Stated exercise –
Reproduce verbatim everything in the data below from the line containing "the crocodile mouth" down to the end of the data, including both of those lines.

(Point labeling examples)
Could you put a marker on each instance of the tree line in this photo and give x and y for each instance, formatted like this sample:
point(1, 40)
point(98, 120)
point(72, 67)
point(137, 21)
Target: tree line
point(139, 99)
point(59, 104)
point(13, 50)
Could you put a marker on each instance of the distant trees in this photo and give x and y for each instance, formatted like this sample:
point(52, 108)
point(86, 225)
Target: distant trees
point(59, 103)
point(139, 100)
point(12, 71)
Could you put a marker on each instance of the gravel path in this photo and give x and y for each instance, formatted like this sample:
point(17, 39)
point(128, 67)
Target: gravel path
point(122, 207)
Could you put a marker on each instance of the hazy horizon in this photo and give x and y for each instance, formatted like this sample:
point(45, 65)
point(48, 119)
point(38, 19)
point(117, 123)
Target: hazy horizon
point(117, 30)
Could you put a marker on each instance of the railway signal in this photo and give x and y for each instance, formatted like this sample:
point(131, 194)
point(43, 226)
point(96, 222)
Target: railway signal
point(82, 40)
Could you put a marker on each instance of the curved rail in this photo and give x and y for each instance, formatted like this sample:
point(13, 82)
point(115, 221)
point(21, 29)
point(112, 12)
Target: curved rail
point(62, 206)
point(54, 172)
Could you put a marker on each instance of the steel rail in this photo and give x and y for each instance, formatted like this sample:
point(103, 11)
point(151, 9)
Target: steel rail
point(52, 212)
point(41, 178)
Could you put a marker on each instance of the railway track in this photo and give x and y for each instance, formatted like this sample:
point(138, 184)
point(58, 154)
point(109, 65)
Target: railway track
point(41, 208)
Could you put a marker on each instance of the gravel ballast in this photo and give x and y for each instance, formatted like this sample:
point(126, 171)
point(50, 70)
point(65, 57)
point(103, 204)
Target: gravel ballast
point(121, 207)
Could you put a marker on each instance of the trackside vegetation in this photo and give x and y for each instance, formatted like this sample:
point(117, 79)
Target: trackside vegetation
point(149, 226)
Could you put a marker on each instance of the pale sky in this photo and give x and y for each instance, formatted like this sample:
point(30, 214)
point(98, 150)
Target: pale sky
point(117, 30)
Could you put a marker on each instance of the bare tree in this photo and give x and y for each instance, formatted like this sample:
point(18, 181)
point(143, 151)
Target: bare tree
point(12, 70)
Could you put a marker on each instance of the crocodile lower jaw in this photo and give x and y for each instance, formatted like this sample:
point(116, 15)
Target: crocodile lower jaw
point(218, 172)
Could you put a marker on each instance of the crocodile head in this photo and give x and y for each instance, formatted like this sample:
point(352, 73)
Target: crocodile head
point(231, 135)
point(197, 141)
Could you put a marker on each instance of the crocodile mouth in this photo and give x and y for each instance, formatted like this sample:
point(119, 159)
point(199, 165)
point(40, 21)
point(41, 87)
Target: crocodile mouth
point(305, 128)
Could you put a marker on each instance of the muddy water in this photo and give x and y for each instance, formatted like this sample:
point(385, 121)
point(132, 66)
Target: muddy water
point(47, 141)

Solution below –
Could you put a marker on each instance of the crocodile mouth in this photo and give x and y for each instance, formatted like this sample:
point(119, 159)
point(199, 165)
point(40, 21)
point(41, 87)
Target: crocodile mouth
point(305, 128)
Could you put a marker on each instance of the muddy water in this photo and give x and y for each instance, formatted like this sample:
point(385, 121)
point(132, 66)
Target: muddy water
point(47, 141)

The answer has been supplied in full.